→ Aim
Set out the lines of the items, from the line holding "Please point out the person's" through the end of the items, both inclusive, as a Markdown table with a Row column numbering each line and a Line column giving the line itself. Leave out any blank lines.

→ Records shown

========================

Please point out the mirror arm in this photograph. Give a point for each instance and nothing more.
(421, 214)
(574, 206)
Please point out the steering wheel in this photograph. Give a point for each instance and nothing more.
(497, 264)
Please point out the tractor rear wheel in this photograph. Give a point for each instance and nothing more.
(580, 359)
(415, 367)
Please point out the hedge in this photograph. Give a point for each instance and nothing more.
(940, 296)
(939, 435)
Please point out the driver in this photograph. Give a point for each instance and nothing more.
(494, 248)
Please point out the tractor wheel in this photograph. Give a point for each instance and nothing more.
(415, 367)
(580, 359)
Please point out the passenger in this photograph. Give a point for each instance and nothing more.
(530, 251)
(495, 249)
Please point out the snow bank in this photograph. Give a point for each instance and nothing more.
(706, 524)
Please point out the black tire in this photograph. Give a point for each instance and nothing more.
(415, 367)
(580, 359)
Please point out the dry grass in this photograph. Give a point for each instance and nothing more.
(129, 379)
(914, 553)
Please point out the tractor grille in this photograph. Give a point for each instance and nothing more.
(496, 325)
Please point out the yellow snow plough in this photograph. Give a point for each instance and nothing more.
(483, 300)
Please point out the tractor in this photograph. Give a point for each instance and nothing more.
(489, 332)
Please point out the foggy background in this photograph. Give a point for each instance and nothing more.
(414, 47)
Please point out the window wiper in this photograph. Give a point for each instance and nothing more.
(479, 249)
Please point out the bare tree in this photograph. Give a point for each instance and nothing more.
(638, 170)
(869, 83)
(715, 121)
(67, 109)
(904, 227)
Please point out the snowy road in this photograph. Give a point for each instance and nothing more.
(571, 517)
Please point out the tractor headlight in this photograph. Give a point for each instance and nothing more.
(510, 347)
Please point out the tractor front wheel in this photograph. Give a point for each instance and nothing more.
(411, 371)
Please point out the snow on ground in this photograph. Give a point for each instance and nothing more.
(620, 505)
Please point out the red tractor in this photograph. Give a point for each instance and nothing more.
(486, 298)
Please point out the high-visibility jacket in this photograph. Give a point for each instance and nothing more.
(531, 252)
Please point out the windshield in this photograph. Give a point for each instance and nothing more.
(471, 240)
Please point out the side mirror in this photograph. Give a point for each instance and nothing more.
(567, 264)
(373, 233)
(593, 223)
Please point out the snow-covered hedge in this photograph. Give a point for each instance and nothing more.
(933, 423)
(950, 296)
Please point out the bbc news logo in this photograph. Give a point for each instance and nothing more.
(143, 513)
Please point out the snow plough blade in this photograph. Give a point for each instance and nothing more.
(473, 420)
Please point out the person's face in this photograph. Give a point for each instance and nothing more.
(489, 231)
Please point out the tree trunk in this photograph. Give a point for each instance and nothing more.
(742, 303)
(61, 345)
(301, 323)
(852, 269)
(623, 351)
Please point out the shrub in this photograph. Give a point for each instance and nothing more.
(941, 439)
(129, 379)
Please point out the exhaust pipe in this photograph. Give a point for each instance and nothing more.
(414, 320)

========================

→ The answer
| Row | Line |
|---|---|
| 1 | Please point out the person's face in this photograph. Give a point for each instance and nothing more. |
| 2 | (489, 231) |
| 3 | Please point out the tree trunk in this photograph. Give a point for each instance and nothing more. |
| 4 | (742, 303) |
| 5 | (61, 345) |
| 6 | (301, 323) |
| 7 | (852, 269) |
| 8 | (623, 351) |
| 9 | Please point out the shrub in this photograph. Give a point for each instance and nothing more. |
| 10 | (941, 439) |
| 11 | (129, 379) |
| 12 | Please point out the exhaust pipe in this photograph. Give a point for each instance and nothing more. |
| 13 | (414, 320) |